EXERCISE TASKS »
1. Reproduce the part of the post on storage copy offload starting with "My initial performance" and going on through "the underlying device.".
2. Answer these questions using the post on storage copy offload:
(a) Which device-mapper target does the post say would benefit from copy offload because it heavily employs dm-kcopyd?
(b) Which two tools were used together to notice the uneven per-CPU I/O distribution?
(c) Which two aspects of the dm-snapshot target does the described work mainly aim to improve?

EXTRACT TO READ »
----------
Re: [LSF/MM/BFP ATTEND] [LSF/MM/BFP TOPIC] Storage: Copy Offload

Nikos Tsironis <ntsironis@xxxxxxxxxxx> · Tue, 8 Mar 2022 22:48:17 +0200

On 3/1/22 23:32, Chaitanya Kulkarni wrote:
Nikos,

[8] https://kernel.dk/io_uring.pdf

I would like to participate in the discussion too.

The dm-clone target would also benefit from copy offload, as it heavily
employs dm-kcopyd. I have been exploring redesigning kcopyd in order to
achieve increased IOPS in dm-clone and dm-snapshot for small copies over
NVMe devices, but copy offload sounds even more promising, especially
for larger copies happening in the background (as is the case with
dm-clone's background hydration).

Thanks,
Nikos

If you can document your findings here it will be great for me to
add it to the agenda.

My work focuses mainly on improving the IOPs and latency of the
dm-snapshot target, in order to bring the performance of short-lived
snapshots as close as possible to bare-metal performance.

My initial performance evaluation of dm-snapshot had revealed a big
performance drop, while the snapshot is active; a drop which is not
justified by COW alone.

Using fio with blktrace I had noticed that the per-CPU I/O distribution
was uneven. Although many threads were doing I/O, only a couple of the
CPUs ended up submitting I/O requests to the underlying device.

The same issue also affects dm-clone, when doing I/O with sizes smaller
than the target's region size, where kcopyd is used for COW.
----------
DATASET SECTION »
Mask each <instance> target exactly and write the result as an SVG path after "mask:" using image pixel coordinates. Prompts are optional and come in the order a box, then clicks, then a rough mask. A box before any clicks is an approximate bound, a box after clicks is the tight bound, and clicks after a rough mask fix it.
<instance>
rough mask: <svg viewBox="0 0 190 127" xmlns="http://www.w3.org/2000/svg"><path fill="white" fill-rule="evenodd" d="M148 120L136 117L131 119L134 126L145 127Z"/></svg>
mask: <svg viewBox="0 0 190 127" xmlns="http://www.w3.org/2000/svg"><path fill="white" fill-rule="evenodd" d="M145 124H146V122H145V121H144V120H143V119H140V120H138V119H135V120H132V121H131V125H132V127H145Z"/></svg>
----------
SOLUTIONS »
1.
My initial performance evaluation of dm-snapshot had revealed a big
performance drop, while the snapshot is active; a drop which is not
justified by COW alone.

Using fio with blktrace I had noticed that the per-CPU I/O distribution
was uneven. Although many threads were doing I/O, only a couple of the
CPUs ended up submitting I/O requests to the underlying device.

2.
(a) The dm-clone target.
(b) fio and blktrace.
(c) Its IOPs and latency.